Natural language region descriptions:
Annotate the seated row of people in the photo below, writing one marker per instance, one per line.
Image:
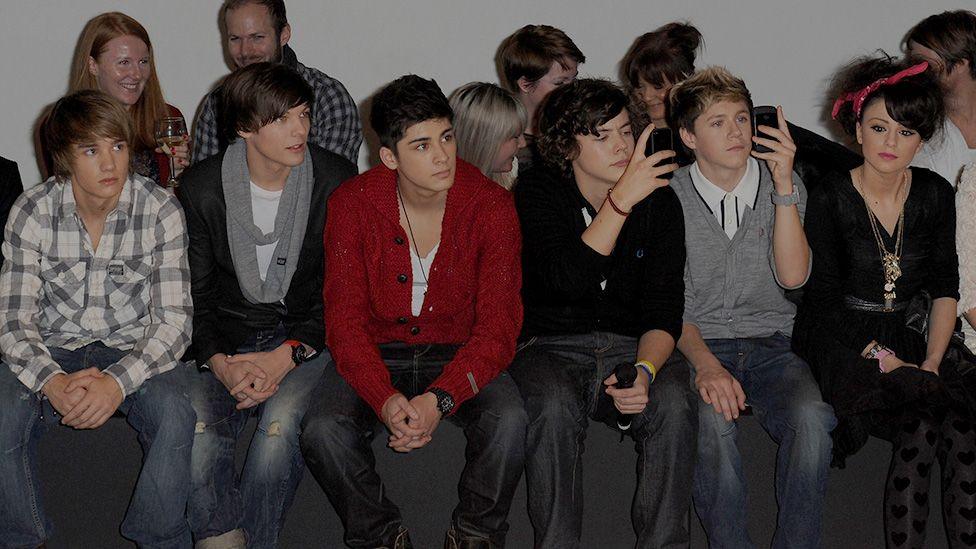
(598, 291)
(412, 312)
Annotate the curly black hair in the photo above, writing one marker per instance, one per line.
(915, 102)
(406, 101)
(577, 108)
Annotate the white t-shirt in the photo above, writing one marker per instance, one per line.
(419, 289)
(729, 208)
(946, 153)
(264, 206)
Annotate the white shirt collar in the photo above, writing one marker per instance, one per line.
(712, 194)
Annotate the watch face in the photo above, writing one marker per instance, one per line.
(445, 404)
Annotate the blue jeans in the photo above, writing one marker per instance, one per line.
(340, 427)
(786, 400)
(560, 378)
(255, 502)
(159, 410)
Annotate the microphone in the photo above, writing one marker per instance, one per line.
(626, 374)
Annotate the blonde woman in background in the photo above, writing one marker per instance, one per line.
(488, 127)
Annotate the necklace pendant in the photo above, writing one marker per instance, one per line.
(889, 305)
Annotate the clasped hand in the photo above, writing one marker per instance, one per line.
(85, 399)
(252, 378)
(411, 422)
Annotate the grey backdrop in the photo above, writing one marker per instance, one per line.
(785, 49)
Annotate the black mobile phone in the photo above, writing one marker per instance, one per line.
(661, 139)
(763, 116)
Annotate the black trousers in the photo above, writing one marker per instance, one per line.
(338, 430)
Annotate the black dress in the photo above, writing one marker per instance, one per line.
(830, 335)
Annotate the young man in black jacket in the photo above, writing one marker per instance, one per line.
(10, 189)
(603, 262)
(255, 216)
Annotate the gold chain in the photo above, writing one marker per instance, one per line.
(890, 261)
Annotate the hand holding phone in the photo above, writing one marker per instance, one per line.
(763, 116)
(661, 139)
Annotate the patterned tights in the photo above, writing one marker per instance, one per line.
(919, 442)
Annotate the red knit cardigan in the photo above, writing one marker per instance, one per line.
(473, 297)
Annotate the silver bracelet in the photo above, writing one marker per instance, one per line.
(791, 199)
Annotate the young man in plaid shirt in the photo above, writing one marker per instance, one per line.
(95, 311)
(258, 31)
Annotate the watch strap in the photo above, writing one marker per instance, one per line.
(791, 199)
(445, 402)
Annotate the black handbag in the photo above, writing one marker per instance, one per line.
(917, 320)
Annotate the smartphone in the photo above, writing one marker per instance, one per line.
(763, 116)
(661, 139)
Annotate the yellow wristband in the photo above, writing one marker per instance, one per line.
(648, 367)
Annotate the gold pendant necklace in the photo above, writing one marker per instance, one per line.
(890, 260)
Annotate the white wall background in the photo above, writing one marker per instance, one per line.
(785, 50)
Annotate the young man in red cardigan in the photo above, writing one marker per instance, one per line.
(422, 310)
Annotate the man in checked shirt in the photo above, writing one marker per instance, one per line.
(95, 310)
(258, 31)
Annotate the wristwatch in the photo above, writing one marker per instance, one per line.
(299, 353)
(791, 199)
(445, 402)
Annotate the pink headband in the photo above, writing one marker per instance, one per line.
(858, 97)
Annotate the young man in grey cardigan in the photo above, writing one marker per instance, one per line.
(743, 215)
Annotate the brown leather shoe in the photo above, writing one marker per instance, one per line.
(453, 540)
(401, 541)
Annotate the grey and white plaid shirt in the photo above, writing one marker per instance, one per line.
(335, 120)
(132, 293)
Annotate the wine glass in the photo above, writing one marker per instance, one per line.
(171, 132)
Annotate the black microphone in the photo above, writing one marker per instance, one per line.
(626, 374)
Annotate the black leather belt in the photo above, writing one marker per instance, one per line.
(858, 304)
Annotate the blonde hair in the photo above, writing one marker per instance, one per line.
(693, 96)
(485, 116)
(79, 118)
(97, 32)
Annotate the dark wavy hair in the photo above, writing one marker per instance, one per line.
(577, 108)
(950, 34)
(254, 96)
(915, 102)
(406, 101)
(668, 53)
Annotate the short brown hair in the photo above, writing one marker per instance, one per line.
(951, 35)
(693, 96)
(530, 51)
(82, 117)
(276, 9)
(254, 96)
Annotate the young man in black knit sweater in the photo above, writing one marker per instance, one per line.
(603, 263)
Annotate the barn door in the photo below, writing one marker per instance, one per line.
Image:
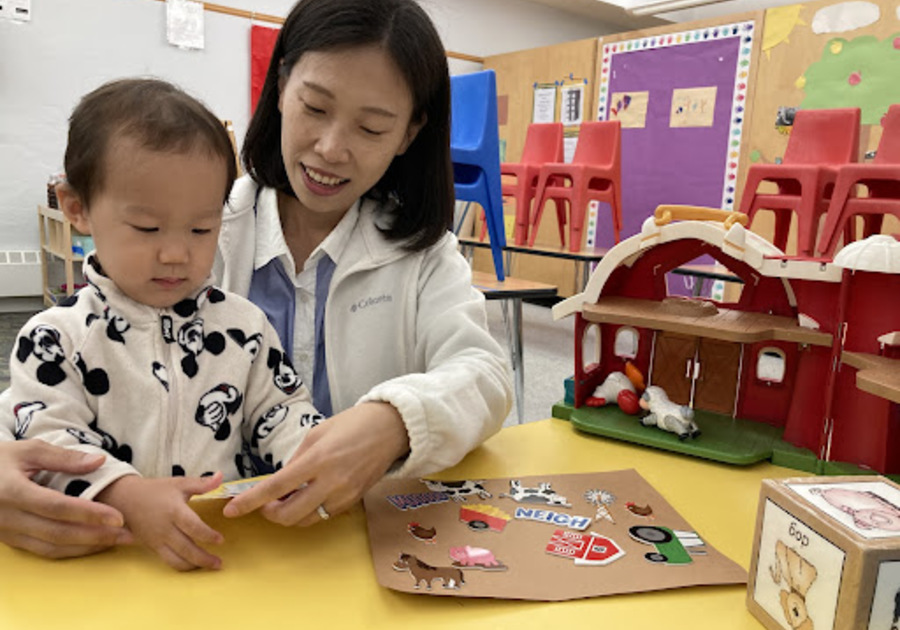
(717, 375)
(673, 365)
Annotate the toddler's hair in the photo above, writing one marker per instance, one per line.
(157, 115)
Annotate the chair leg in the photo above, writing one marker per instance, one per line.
(576, 227)
(561, 219)
(807, 223)
(537, 208)
(782, 229)
(523, 211)
(494, 212)
(616, 208)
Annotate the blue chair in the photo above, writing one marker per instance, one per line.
(475, 151)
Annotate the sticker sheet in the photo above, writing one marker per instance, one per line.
(549, 538)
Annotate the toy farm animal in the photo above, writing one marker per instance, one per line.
(451, 577)
(667, 415)
(475, 558)
(458, 490)
(616, 388)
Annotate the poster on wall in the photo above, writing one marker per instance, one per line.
(262, 43)
(630, 109)
(184, 24)
(693, 107)
(681, 99)
(544, 109)
(571, 109)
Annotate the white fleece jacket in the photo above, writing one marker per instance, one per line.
(187, 390)
(402, 327)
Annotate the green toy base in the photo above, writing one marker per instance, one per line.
(723, 438)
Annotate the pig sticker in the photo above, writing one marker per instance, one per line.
(475, 558)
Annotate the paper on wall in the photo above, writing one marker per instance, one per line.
(846, 16)
(544, 103)
(184, 24)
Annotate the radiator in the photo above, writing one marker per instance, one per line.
(20, 273)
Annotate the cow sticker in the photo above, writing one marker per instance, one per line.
(542, 494)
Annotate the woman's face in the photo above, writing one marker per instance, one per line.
(345, 116)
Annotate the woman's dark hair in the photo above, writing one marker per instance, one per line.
(422, 178)
(156, 114)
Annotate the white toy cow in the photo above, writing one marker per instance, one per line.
(667, 415)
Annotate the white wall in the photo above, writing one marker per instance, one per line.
(70, 47)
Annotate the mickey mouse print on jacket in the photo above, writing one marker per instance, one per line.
(187, 390)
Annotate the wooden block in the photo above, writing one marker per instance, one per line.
(826, 554)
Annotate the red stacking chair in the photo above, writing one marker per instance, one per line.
(594, 174)
(882, 179)
(821, 141)
(543, 144)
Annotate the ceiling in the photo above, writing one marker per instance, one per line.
(613, 13)
(603, 12)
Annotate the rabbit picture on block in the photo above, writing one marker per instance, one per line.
(826, 554)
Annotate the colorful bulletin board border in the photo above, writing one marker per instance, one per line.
(743, 30)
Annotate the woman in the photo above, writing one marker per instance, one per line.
(340, 234)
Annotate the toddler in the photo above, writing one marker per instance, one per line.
(178, 383)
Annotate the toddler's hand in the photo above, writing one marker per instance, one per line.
(157, 513)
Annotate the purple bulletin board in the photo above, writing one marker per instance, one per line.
(662, 163)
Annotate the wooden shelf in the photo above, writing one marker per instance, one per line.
(56, 242)
(877, 375)
(723, 324)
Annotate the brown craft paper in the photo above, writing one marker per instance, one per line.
(531, 572)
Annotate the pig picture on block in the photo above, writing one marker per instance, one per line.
(826, 554)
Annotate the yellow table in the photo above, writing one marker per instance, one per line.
(322, 577)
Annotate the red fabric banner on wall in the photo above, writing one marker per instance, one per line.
(262, 43)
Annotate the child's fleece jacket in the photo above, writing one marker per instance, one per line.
(186, 390)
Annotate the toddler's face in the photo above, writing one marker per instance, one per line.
(156, 219)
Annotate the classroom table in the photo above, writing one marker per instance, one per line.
(584, 258)
(513, 291)
(322, 576)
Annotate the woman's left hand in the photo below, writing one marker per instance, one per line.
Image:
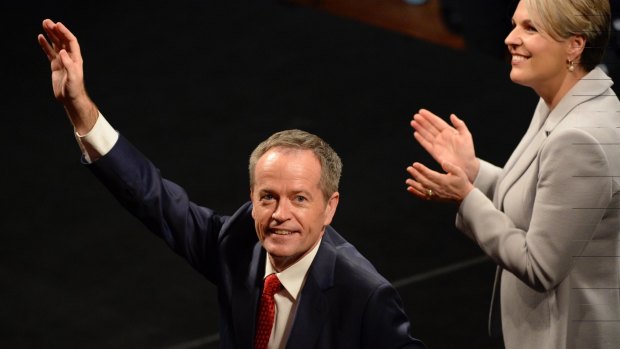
(427, 184)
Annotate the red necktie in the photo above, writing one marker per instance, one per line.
(266, 311)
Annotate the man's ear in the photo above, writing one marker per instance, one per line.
(330, 208)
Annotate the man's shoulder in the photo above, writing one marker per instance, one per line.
(351, 267)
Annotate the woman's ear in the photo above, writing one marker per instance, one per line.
(576, 45)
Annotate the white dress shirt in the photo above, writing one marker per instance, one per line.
(101, 139)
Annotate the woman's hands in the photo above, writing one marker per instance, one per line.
(453, 149)
(63, 52)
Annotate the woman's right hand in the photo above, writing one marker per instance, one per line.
(446, 144)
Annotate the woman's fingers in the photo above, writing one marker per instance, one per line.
(47, 48)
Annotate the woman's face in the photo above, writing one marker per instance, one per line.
(538, 61)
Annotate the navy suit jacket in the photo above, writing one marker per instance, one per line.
(345, 302)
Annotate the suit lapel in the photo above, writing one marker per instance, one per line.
(587, 88)
(245, 297)
(313, 306)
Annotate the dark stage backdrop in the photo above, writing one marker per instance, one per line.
(196, 85)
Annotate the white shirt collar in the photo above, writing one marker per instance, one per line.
(293, 277)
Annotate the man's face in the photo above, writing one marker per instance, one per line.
(289, 210)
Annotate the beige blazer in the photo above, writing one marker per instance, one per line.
(550, 219)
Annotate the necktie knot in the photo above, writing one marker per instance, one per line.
(272, 285)
(266, 311)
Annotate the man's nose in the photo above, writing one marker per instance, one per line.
(282, 211)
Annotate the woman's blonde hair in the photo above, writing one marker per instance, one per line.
(562, 19)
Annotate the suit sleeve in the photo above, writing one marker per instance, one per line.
(574, 188)
(164, 207)
(385, 324)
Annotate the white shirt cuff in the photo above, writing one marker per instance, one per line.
(98, 141)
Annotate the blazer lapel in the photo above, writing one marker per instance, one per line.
(587, 88)
(245, 297)
(313, 307)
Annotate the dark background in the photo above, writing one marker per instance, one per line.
(196, 85)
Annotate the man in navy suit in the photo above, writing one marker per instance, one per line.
(331, 296)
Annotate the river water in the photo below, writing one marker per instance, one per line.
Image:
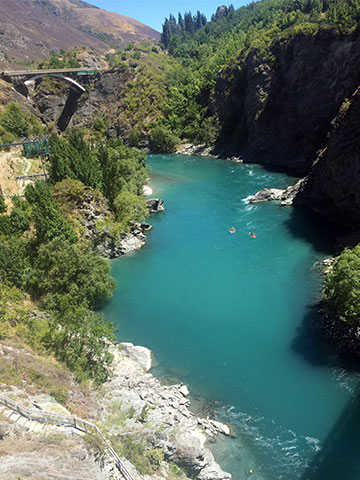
(231, 316)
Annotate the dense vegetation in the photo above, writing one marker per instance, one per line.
(43, 256)
(15, 124)
(174, 92)
(343, 287)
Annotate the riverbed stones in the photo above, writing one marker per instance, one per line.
(160, 414)
(155, 205)
(285, 196)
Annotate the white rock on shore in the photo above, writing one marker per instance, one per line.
(161, 415)
(147, 190)
(286, 196)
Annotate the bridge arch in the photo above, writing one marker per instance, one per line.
(73, 83)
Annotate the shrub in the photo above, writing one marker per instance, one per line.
(3, 206)
(129, 208)
(13, 120)
(342, 289)
(162, 140)
(134, 137)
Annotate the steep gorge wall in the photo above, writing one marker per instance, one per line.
(279, 111)
(332, 187)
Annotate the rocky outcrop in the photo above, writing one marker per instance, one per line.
(155, 205)
(332, 187)
(203, 150)
(286, 196)
(278, 109)
(164, 408)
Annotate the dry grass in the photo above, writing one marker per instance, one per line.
(34, 374)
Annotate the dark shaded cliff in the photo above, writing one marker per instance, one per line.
(279, 111)
(332, 187)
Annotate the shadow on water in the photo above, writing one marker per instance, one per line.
(339, 457)
(314, 228)
(313, 343)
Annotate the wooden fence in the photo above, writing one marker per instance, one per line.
(65, 421)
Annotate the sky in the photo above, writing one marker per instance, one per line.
(153, 12)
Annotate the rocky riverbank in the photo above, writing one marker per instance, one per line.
(160, 414)
(285, 196)
(205, 151)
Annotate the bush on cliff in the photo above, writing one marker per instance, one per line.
(342, 288)
(129, 208)
(162, 140)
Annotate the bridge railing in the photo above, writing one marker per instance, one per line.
(65, 421)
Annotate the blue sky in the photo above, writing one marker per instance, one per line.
(153, 12)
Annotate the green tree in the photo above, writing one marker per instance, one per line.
(123, 168)
(162, 140)
(49, 222)
(129, 208)
(80, 339)
(3, 206)
(64, 269)
(342, 288)
(14, 260)
(13, 120)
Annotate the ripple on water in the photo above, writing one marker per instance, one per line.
(261, 439)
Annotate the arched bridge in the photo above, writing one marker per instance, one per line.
(66, 74)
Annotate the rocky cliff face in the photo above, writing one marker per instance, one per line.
(332, 187)
(279, 111)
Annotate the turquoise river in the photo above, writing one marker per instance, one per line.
(231, 316)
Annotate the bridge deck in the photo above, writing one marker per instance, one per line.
(79, 71)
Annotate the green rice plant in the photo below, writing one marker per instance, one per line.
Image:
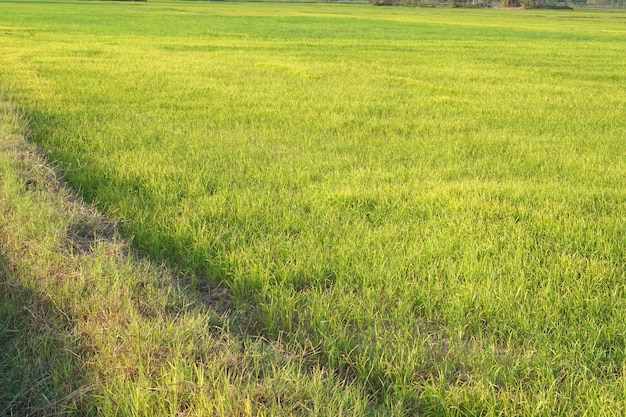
(430, 202)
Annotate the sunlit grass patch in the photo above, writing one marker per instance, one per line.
(422, 207)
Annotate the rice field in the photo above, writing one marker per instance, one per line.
(423, 209)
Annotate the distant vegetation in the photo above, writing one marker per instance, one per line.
(334, 210)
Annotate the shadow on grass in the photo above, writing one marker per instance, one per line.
(40, 373)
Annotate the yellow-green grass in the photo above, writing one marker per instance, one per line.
(432, 202)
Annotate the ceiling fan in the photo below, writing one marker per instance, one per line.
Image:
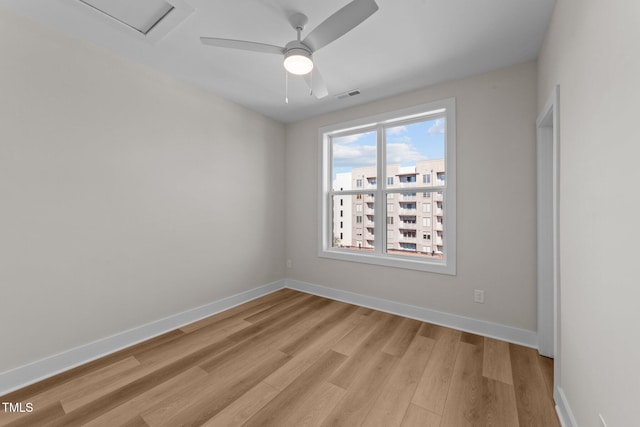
(298, 53)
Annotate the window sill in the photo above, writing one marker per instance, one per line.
(439, 267)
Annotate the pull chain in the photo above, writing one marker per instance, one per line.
(286, 87)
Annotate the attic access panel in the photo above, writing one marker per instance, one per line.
(141, 15)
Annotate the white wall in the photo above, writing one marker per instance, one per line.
(125, 196)
(495, 199)
(591, 51)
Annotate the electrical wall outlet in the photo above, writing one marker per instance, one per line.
(602, 420)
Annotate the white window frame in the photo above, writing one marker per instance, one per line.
(446, 265)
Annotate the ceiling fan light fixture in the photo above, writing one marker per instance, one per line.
(298, 61)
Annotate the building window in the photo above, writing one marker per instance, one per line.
(412, 140)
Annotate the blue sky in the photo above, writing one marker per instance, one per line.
(406, 145)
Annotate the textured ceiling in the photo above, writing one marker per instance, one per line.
(406, 45)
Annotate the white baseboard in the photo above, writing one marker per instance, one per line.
(563, 410)
(467, 324)
(41, 369)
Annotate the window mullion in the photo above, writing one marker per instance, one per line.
(380, 217)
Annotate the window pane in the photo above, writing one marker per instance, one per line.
(416, 232)
(354, 161)
(415, 154)
(355, 228)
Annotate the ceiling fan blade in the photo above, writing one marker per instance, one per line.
(242, 45)
(340, 23)
(316, 84)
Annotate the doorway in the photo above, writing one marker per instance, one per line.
(548, 280)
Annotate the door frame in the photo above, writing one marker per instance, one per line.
(548, 261)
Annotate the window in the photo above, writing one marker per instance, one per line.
(377, 152)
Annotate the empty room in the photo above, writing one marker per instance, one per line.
(340, 213)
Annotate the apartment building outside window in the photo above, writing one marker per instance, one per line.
(404, 159)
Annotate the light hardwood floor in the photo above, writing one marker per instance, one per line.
(293, 359)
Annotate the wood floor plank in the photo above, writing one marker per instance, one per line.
(86, 369)
(222, 392)
(374, 343)
(40, 416)
(498, 404)
(278, 409)
(546, 366)
(243, 408)
(178, 385)
(350, 342)
(280, 306)
(533, 401)
(311, 334)
(431, 392)
(496, 362)
(115, 398)
(92, 383)
(395, 397)
(296, 359)
(420, 417)
(244, 310)
(312, 409)
(464, 400)
(310, 355)
(362, 391)
(403, 337)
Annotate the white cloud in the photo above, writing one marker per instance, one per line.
(403, 152)
(398, 130)
(437, 128)
(349, 139)
(354, 155)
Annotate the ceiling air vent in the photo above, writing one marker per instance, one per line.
(348, 94)
(141, 15)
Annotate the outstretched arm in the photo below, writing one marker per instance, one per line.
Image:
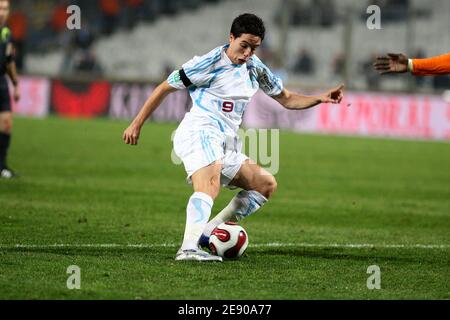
(398, 63)
(131, 134)
(294, 101)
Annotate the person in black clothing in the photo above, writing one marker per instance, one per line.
(7, 67)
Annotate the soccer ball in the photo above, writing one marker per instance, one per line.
(228, 240)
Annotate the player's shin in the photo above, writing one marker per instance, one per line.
(241, 206)
(197, 214)
(4, 145)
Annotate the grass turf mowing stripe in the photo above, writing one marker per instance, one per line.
(256, 245)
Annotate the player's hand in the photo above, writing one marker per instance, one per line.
(334, 95)
(131, 134)
(16, 94)
(392, 63)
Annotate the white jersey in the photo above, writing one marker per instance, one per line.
(221, 90)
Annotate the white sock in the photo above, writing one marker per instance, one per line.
(197, 214)
(240, 207)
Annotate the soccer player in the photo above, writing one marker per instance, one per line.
(221, 83)
(7, 66)
(399, 63)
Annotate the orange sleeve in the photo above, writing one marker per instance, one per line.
(432, 66)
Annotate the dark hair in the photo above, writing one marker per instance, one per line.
(248, 23)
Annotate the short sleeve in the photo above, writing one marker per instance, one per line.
(196, 72)
(271, 84)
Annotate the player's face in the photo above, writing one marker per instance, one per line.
(243, 47)
(4, 11)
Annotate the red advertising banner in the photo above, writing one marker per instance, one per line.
(369, 114)
(127, 99)
(80, 99)
(34, 97)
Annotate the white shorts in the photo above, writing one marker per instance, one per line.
(200, 146)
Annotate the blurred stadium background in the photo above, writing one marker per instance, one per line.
(342, 204)
(312, 45)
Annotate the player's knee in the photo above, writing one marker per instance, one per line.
(214, 187)
(268, 186)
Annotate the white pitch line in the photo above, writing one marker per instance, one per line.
(255, 245)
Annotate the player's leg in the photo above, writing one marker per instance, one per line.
(258, 185)
(6, 120)
(206, 183)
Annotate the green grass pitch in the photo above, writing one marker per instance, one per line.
(83, 188)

- PROMPT
Copy each line in the entries above where "below" turns up.

- TASK SOLUTION
Annotate the seated row of people in the photo below, writing one marker per instance, one per line.
Annotate the barn door in the photo below, writing one marker per instance, one per line.
Annotate the woman's left hand in the photo below, writing one marker per instance, one per line.
Annotate the river water in the photo below, writing one marker per instance, one per line.
Annotate the green rice plant in the photo below, writing one marker per instance, one per line.
Annotate the ceiling fan in the photo below, writing one marker per instance, one per line.
Annotate the outstretched arm in the photo below, writing one marker per instance, one per line.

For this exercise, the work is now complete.